» PROBLEMS:
1. Summarize the text on the concept-oriented data model in two sentences.
2. Output the text on the concept-oriented data model verbatim from "These examples seem" up to and including "(upper) concept B.".

── DOCUMENT SECTION

A wide spread approach to data modelling consists in considering relationships as a primary construct of the model. This direction to data modelling starts from defining entities which are then connected via relationships. In graph terms entities correspond to nodes while relationships are visualized as edges. The concept-oriented model can be used for data modelling in terms of entities and relationships, which however are roles or interpretations of concepts rather than primary constructs. In other words, the model is still defined via concept graph but the position each concept has in this graph determines its role with respect to other concepts. A concept in this case can be viewed as an entity (type) or a relationship (type) depending on its position in the concept graph.

An important property of the concept-oriented data model is that each arrow in the concept graph represents many-to-one relationship. This relationship connects subitems and superitems interpreted as entities so that many subitems can reference one and the same superitem. Dually, for each one superitem there exist a number of subitems. Fig. 7 shows three different schema fragments each consisting of one subconcept and one superconcept. OrderParts is a subconcept for Orders because many order parts can belong to one concept and, dually, each order is a collection of many order parts. Thus there is a many-to-one relationship between OrderParts and Orders which is represented as an upward arrow from subconcept to superconcept. For each auction bid item there is only one auction and, dually, each auction can be viewed as a collection of auction bids. Thus AuctionBids and Auctions are connected by a many-to-one relationships and in the concept-oriented model this fact is represented by a vertical positioning (Auctions is positioned above AuctionBids). The third fragment establishes a many-to-one relationship between player items from concept Players and team items from concept Teams. Here again many-to-one relationship corresponds to subconcept-superconcept relationship in the concept-oriented model, i.e., concept Players is positioned below concept Teams because each player references only one team it belongs to.

These examples seem almost trivial so the question arises what is original and interesting in them? The main idea here is that we again show that it is all about order and relative position of elements of the model. In other words, we cannot position elements (concepts) arbitrarily, because their relative position determines their role. The approach is that we define relative position for each concept in the concept graph and this position then determines all other properties. In this sense concepts from the three fragments have to have the shown order while in other approaches their order is not important. In other words, if concept A is positioned below concept B then a many-to-one relationship is automatically established between their items, which means that many items from the first (lower) concept A may reference one item from the second (upper) concept B.

────
── DATA LISTING

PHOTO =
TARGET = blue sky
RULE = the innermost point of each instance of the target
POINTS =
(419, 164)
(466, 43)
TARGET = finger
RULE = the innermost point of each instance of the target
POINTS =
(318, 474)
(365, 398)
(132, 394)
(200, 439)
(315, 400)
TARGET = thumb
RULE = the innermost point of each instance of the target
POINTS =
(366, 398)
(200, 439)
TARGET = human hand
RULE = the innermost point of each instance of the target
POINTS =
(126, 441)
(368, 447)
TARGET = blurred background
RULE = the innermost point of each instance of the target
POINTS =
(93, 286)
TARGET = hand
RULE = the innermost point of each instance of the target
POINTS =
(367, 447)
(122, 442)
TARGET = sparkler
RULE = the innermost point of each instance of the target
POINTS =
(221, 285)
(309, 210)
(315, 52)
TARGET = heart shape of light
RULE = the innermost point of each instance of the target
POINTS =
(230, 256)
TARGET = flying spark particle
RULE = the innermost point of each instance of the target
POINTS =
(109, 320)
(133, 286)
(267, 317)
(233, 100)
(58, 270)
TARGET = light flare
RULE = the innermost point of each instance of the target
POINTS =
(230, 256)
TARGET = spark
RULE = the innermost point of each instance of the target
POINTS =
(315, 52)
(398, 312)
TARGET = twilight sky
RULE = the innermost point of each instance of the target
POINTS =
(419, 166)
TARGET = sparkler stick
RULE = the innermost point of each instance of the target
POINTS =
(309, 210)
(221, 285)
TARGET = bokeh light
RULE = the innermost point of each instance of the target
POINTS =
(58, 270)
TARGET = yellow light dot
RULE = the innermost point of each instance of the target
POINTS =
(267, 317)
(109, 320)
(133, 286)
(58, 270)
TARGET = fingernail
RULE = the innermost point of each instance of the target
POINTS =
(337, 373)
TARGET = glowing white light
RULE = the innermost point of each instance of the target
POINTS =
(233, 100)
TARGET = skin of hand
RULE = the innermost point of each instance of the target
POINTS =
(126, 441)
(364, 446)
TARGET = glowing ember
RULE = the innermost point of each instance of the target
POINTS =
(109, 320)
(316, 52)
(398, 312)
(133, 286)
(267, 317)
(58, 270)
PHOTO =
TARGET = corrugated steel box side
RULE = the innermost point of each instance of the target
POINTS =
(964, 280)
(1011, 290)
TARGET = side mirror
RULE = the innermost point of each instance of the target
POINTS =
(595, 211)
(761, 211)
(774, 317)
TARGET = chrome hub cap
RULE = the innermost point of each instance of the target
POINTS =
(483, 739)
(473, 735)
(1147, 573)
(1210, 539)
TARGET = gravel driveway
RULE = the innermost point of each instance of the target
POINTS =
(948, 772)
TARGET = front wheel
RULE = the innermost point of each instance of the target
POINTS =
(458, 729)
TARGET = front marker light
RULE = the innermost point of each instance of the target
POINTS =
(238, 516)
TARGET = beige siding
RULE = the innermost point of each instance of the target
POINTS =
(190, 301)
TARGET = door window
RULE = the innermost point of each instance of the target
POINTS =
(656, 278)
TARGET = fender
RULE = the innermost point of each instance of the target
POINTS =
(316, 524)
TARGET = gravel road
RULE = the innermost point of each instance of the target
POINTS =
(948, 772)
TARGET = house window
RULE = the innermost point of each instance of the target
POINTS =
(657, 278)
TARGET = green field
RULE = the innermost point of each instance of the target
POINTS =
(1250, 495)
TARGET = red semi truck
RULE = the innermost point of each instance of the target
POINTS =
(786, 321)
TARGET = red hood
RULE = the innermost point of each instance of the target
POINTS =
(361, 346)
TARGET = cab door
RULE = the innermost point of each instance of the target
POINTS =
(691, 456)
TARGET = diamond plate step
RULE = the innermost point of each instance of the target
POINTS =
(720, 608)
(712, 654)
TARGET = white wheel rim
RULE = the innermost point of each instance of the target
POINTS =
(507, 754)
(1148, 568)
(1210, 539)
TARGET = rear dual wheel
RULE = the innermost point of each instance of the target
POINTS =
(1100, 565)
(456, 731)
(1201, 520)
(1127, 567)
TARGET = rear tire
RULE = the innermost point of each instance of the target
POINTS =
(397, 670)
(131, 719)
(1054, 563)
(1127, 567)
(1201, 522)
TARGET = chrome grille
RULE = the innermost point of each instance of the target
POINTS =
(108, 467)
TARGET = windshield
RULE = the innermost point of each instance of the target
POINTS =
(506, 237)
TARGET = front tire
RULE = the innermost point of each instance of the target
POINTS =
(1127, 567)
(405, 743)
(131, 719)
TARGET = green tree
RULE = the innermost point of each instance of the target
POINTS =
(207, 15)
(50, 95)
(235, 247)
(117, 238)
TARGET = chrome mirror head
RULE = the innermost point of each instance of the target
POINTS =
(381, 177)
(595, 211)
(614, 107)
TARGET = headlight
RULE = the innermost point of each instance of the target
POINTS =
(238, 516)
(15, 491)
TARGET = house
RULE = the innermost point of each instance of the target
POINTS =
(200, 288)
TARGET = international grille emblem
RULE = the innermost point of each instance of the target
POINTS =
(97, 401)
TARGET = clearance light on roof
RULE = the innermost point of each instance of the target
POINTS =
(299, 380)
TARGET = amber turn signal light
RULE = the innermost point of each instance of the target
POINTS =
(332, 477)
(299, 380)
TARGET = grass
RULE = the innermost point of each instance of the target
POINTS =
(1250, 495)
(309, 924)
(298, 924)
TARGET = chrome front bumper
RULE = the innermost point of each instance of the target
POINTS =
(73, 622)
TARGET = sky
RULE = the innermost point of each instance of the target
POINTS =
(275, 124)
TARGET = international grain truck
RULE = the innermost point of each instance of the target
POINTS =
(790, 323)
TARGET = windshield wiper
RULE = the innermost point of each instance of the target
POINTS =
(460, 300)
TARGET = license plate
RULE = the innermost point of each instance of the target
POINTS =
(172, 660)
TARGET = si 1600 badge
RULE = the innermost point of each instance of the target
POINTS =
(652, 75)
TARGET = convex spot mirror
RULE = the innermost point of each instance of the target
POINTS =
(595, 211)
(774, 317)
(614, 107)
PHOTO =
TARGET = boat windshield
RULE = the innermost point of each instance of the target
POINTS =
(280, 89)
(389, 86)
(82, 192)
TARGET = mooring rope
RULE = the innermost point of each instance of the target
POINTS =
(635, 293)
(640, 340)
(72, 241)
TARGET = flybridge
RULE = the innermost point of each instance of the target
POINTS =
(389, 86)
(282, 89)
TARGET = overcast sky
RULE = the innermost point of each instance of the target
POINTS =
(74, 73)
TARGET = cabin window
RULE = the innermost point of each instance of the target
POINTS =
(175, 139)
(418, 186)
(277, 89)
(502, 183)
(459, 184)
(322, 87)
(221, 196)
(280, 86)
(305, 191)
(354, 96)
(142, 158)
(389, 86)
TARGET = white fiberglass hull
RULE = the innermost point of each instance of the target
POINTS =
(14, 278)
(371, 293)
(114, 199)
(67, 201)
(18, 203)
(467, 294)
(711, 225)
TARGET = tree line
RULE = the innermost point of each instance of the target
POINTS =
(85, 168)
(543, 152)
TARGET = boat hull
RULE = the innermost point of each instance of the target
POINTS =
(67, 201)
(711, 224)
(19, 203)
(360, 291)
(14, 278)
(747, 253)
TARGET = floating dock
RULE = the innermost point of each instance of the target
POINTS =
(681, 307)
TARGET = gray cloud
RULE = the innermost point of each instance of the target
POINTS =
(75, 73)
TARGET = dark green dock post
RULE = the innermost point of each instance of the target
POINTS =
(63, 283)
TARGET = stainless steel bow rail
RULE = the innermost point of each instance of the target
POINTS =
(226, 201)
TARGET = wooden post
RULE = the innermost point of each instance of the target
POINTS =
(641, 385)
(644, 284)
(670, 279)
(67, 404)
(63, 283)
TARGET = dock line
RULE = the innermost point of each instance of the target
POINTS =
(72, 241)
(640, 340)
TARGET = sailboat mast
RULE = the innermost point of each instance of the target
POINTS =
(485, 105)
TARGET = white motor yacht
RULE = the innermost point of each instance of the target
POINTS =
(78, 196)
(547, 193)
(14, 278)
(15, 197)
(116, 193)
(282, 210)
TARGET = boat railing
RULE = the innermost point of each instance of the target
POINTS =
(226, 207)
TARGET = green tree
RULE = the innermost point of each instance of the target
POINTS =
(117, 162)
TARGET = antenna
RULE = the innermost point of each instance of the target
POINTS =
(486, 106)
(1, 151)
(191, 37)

────

» TASK SOLUTIONS:
1. In the concept-oriented model, entities and relationships are not primary constructs but roles that concepts take on according to their position in the concept graph. Each arrow in that graph represents a many-to-one relationship from a lower subconcept to an upper superconcept, so placing concept A below concept B automatically lets many items of A reference one item of B.

2.
These examples seem almost trivial so the question arises what is original and interesting in them? The main idea here is that we again show that it is all about order and relative position of elements of the model. In other words, we cannot position elements (concepts) arbitrarily, because their relative position determines their role. The approach is that we define relative position for each concept in the concept graph and this position then determines all other properties. In this sense concepts from the three fragments have to have the shown order while in other approaches their order is not important. In other words, if concept A is positioned below concept B then a many-to-one relationship is automatically established between their items, which means that many items from the first (lower) concept A may reference one item from the second (upper) concept B.